Exercise instructions: Count the lines in the items below that contain the word "orange", and reply with that number alone.

____

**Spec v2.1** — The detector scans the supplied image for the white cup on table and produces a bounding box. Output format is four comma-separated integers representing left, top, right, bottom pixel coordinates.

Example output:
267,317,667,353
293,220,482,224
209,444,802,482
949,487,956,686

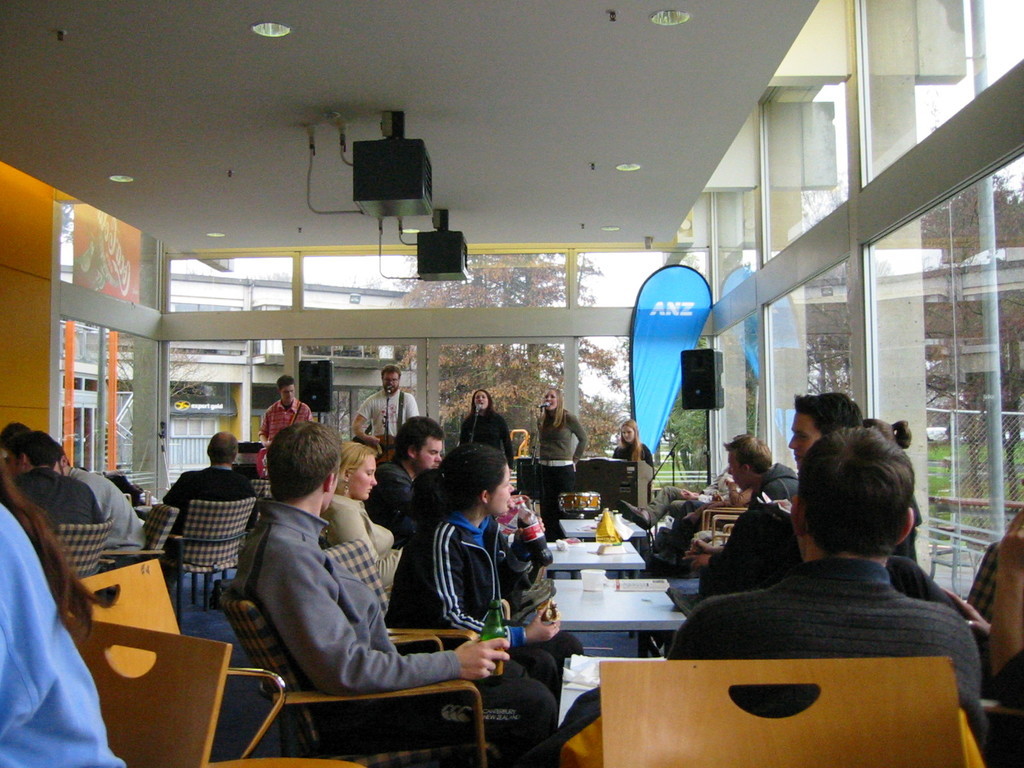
580,568,607,592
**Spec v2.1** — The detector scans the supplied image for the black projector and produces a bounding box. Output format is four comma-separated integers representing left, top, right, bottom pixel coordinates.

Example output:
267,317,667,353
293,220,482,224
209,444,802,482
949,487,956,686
352,138,433,218
416,229,469,281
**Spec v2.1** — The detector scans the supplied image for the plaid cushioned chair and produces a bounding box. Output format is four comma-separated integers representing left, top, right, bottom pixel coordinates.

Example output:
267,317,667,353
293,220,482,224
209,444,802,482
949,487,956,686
165,498,256,617
220,593,487,768
57,520,114,578
252,477,273,499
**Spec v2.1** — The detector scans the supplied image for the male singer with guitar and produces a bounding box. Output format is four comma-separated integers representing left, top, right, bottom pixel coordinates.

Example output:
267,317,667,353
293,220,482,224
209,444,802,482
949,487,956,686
352,365,420,463
256,374,313,477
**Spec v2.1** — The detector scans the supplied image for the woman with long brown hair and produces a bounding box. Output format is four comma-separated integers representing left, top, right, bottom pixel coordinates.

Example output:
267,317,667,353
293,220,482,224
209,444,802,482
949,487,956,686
537,387,587,542
0,456,124,768
611,419,654,468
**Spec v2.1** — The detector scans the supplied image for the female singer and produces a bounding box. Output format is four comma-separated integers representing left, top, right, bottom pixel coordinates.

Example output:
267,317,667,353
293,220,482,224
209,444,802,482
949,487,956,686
863,419,922,562
0,463,124,768
535,387,587,541
459,389,513,467
611,419,654,469
321,442,401,590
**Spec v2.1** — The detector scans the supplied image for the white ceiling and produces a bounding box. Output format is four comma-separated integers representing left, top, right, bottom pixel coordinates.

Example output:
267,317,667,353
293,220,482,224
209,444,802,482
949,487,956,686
0,0,815,251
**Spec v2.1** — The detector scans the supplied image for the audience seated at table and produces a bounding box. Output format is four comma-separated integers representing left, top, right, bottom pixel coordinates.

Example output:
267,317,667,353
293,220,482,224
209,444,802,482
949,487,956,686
387,442,583,696
654,434,800,581
7,431,106,527
518,427,987,768
0,466,124,768
228,422,557,765
323,441,401,590
164,432,256,535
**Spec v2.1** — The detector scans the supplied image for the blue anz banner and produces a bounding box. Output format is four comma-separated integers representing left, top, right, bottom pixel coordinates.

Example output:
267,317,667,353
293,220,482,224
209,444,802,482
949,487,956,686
630,264,711,451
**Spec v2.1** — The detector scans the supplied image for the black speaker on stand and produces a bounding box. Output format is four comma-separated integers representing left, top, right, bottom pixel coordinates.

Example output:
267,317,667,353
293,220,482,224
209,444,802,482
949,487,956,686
299,360,334,414
682,349,725,411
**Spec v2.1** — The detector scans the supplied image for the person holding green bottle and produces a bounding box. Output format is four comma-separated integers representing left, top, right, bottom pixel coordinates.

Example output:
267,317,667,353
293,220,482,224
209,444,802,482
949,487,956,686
387,442,583,697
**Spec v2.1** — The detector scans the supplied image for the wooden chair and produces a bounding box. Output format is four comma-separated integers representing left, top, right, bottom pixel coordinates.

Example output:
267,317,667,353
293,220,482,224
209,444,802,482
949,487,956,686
601,657,980,768
57,520,114,578
82,560,296,758
220,593,487,768
79,622,350,768
164,497,256,615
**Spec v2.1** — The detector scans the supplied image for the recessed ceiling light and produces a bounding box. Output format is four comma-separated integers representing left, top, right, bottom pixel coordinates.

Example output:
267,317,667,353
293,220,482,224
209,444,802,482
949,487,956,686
650,10,690,27
249,22,292,37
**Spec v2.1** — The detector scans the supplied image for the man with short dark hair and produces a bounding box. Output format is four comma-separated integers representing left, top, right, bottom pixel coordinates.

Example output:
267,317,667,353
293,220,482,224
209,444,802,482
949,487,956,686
164,432,256,534
9,431,106,528
259,374,313,446
694,392,862,597
228,422,558,758
352,365,420,463
669,427,985,741
366,416,444,549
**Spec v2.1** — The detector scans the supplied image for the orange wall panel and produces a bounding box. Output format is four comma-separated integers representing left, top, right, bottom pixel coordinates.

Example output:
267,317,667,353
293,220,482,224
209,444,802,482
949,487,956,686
0,163,53,429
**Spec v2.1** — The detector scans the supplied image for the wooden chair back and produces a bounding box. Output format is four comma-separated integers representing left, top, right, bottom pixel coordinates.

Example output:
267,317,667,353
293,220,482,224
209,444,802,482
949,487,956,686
57,520,114,578
601,657,965,768
79,622,231,768
82,561,179,634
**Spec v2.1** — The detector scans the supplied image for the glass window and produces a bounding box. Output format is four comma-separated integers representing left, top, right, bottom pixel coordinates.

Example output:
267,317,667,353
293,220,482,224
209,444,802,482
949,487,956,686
60,321,159,490
577,336,630,457
438,342,565,447
303,253,566,309
578,256,708,307
870,151,1024,592
711,189,758,297
863,0,1024,183
60,201,160,307
764,83,849,258
719,314,761,438
769,261,852,466
169,257,292,312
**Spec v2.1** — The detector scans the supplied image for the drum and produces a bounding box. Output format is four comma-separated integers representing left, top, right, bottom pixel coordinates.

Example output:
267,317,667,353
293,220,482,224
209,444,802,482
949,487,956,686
558,490,601,520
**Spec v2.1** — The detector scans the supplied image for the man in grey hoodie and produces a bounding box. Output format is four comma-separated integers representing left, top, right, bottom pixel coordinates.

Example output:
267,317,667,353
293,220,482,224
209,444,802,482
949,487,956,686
229,422,558,759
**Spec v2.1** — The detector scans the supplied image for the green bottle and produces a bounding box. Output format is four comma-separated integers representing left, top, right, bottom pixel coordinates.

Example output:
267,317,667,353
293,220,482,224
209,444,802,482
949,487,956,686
480,600,509,675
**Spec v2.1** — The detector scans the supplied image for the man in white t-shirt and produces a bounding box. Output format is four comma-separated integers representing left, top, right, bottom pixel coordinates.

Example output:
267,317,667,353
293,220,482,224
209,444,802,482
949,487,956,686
352,365,420,462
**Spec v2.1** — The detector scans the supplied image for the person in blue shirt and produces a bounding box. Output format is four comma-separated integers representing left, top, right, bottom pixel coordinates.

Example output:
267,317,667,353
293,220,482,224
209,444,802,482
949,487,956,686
387,442,583,696
0,466,125,768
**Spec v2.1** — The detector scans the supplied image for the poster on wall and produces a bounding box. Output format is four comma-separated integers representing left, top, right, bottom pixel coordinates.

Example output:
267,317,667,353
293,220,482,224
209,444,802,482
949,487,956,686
73,205,142,304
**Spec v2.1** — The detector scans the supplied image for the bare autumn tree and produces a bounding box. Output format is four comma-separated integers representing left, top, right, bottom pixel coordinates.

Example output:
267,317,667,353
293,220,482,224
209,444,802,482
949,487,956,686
403,253,625,454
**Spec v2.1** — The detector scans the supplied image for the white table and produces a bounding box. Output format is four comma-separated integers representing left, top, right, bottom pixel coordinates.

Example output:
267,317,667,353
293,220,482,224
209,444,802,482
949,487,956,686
555,579,686,632
548,542,647,571
559,517,644,541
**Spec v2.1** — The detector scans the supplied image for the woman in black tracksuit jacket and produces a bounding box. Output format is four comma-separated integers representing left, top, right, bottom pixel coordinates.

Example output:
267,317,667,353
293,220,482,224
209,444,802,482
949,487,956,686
387,442,583,697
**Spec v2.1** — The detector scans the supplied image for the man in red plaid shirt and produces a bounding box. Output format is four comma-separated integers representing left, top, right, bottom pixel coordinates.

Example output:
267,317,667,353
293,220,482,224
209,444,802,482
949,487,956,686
259,374,313,446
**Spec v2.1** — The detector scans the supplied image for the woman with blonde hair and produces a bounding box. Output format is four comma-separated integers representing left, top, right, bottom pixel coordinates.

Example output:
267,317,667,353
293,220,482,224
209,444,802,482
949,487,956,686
611,419,654,468
321,441,401,590
535,387,587,542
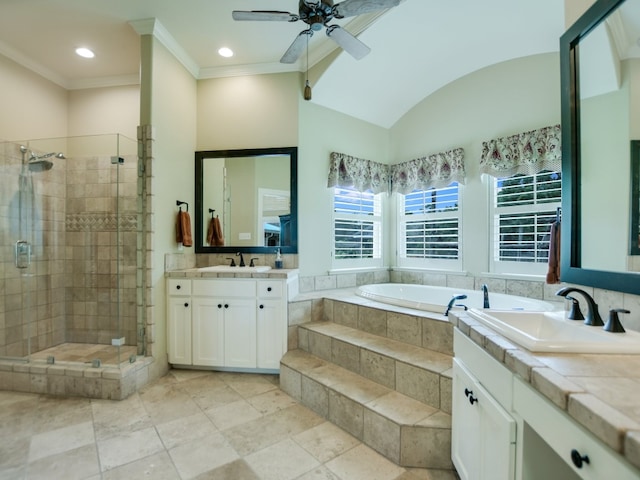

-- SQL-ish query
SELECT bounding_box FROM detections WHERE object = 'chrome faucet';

[480,283,491,308]
[443,294,467,317]
[556,287,604,327]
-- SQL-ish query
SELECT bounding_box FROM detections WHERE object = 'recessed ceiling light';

[218,47,233,58]
[76,47,96,58]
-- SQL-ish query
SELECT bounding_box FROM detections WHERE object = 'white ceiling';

[0,0,564,127]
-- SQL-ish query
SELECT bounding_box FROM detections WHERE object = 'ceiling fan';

[232,0,402,63]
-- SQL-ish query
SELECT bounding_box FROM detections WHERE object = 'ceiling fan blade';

[327,25,371,60]
[231,10,300,22]
[333,0,403,18]
[280,29,313,63]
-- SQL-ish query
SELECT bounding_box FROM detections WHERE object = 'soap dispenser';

[602,308,631,333]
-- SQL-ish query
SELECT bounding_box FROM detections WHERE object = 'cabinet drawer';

[167,278,191,295]
[258,280,283,298]
[513,379,638,480]
[192,279,257,298]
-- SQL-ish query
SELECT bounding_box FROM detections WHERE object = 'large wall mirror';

[560,0,640,294]
[195,147,298,253]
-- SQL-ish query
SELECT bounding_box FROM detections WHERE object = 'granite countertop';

[450,312,640,467]
[164,267,298,279]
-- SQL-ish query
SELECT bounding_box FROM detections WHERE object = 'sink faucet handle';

[565,295,584,320]
[602,308,631,333]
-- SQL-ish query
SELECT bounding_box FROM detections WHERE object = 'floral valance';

[327,152,389,193]
[480,125,562,177]
[391,148,465,195]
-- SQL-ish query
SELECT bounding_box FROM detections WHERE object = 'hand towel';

[213,216,224,247]
[547,222,560,284]
[176,210,193,247]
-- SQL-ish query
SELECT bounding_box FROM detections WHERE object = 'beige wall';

[197,73,299,150]
[146,37,196,368]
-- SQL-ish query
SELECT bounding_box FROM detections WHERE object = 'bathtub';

[356,283,558,313]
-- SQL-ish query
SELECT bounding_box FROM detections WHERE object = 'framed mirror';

[194,147,298,253]
[629,140,640,255]
[560,0,640,294]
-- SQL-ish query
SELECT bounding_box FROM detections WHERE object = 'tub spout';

[481,283,491,308]
[444,294,467,317]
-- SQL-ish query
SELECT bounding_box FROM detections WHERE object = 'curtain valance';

[391,148,465,195]
[480,125,562,177]
[327,152,389,193]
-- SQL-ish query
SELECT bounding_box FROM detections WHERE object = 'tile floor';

[0,370,455,480]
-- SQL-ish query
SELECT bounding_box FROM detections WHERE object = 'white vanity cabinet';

[451,331,516,480]
[167,278,287,371]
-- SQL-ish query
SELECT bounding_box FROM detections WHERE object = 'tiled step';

[298,322,452,413]
[280,350,452,469]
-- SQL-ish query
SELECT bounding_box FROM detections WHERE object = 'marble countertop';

[450,312,640,467]
[164,267,298,279]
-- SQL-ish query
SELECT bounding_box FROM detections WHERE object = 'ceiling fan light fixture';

[218,47,233,58]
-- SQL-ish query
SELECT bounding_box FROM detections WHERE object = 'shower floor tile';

[31,343,138,365]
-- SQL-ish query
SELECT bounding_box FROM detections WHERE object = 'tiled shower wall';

[65,156,137,345]
[0,143,137,357]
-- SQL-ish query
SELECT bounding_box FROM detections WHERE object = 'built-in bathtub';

[356,283,558,313]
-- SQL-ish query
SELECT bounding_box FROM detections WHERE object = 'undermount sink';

[468,308,640,353]
[198,265,271,273]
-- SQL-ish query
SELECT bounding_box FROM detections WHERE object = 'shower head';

[27,159,53,172]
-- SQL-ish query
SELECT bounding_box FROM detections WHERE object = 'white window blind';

[398,183,460,268]
[493,171,562,271]
[333,187,382,260]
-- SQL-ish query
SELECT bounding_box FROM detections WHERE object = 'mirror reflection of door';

[257,188,291,247]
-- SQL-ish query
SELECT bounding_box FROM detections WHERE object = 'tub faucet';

[480,283,491,308]
[444,294,467,317]
[556,287,604,327]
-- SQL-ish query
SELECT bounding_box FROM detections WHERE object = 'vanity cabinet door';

[451,358,516,480]
[167,295,192,365]
[224,298,256,368]
[256,299,287,369]
[192,297,225,367]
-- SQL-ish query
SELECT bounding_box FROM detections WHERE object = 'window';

[333,187,382,267]
[493,170,562,274]
[398,182,462,269]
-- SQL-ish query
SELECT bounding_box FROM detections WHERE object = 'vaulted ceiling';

[0,0,564,127]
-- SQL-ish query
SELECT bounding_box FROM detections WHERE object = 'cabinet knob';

[571,448,589,468]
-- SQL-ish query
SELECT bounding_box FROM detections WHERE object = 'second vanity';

[452,312,640,480]
[167,268,298,373]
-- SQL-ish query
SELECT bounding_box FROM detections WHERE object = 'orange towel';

[176,210,193,247]
[547,222,560,284]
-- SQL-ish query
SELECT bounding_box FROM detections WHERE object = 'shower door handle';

[15,240,31,268]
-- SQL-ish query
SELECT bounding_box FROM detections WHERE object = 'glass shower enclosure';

____

Solution: 2